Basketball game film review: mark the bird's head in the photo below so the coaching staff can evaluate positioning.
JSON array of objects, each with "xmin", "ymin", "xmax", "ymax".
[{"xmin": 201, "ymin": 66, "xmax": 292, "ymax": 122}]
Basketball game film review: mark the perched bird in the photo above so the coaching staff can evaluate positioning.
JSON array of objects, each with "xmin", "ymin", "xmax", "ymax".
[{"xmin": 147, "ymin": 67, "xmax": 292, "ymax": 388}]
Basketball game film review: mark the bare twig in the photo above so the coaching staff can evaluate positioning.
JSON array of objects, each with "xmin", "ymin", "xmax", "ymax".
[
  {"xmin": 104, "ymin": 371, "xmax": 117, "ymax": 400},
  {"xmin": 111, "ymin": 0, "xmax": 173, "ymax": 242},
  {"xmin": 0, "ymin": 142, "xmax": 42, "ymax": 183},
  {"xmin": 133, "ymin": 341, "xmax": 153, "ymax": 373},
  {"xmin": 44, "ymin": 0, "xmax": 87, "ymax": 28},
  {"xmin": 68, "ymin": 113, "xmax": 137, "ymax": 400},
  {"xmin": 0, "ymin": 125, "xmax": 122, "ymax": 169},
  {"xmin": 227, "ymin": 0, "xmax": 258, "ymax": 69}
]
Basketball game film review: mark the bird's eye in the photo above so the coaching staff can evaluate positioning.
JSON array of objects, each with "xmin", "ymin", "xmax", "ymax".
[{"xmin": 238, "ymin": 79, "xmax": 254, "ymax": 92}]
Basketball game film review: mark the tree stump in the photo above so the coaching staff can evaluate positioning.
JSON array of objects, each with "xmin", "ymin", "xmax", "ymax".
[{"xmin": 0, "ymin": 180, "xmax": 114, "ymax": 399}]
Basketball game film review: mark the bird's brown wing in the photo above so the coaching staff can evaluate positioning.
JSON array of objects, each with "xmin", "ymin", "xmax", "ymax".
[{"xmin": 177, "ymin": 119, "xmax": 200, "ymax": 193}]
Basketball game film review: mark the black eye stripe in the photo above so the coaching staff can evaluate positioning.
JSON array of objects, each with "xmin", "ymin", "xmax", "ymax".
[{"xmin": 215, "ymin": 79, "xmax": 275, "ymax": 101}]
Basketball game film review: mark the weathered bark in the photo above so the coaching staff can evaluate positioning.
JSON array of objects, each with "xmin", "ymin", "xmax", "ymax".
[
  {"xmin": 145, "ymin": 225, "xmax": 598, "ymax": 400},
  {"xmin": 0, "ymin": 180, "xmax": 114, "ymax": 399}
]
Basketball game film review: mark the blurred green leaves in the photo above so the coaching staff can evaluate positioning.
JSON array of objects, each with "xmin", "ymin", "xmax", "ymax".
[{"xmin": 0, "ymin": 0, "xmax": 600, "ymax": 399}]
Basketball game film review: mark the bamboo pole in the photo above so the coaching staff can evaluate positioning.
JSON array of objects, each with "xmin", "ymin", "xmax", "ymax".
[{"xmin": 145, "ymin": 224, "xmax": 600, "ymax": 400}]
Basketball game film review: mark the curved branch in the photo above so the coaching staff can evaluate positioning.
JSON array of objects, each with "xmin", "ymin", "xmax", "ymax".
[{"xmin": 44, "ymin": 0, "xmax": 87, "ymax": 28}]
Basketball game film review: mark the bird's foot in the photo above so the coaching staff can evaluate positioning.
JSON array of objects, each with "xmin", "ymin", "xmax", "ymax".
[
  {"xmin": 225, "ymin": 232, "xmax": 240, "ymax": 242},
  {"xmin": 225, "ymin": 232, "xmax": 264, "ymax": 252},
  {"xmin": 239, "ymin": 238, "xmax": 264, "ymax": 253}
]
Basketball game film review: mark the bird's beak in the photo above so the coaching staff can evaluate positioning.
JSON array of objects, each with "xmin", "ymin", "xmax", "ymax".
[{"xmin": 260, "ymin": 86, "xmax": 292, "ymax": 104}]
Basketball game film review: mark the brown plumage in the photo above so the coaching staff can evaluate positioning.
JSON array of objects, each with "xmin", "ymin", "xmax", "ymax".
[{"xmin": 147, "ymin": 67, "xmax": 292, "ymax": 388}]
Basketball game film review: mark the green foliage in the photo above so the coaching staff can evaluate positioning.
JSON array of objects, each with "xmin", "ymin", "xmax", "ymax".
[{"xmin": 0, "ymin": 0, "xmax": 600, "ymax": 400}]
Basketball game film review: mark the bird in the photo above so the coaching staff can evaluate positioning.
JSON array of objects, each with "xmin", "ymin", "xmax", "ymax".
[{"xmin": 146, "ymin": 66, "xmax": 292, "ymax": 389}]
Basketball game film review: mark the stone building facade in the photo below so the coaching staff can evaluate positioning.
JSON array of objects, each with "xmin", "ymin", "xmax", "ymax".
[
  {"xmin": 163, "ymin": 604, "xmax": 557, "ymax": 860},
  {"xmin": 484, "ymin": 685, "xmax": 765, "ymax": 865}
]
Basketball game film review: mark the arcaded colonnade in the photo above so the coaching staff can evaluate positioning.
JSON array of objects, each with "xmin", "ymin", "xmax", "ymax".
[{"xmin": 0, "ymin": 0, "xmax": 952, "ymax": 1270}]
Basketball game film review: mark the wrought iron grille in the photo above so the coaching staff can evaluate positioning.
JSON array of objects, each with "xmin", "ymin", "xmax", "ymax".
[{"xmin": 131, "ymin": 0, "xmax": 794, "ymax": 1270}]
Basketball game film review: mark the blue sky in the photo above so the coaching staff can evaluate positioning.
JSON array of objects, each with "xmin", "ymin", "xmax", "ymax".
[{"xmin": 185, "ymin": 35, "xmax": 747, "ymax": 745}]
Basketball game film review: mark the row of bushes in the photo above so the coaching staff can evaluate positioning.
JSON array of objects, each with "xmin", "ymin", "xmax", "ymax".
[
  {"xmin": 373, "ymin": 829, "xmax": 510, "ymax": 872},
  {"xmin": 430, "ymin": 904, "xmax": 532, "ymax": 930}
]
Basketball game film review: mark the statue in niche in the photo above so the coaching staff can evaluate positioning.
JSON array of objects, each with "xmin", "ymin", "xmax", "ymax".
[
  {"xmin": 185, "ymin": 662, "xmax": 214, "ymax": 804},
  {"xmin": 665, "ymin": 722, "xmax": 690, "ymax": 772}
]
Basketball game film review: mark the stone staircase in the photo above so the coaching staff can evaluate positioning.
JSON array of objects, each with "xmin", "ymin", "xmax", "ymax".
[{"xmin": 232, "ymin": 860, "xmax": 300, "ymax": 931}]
================
*Direction*: Copy word for word the lines of the entries from the one that contains "Basketball game film review: mark the stone staircase" through the last line, including both.

*Result for this exercise*:
Basketball game film review: mark the stone staircase in the photo above so the coaching staff can evaluate positioning.
JSON array of objects, each with "xmin", "ymin", "xmax", "ymax".
[{"xmin": 232, "ymin": 860, "xmax": 300, "ymax": 931}]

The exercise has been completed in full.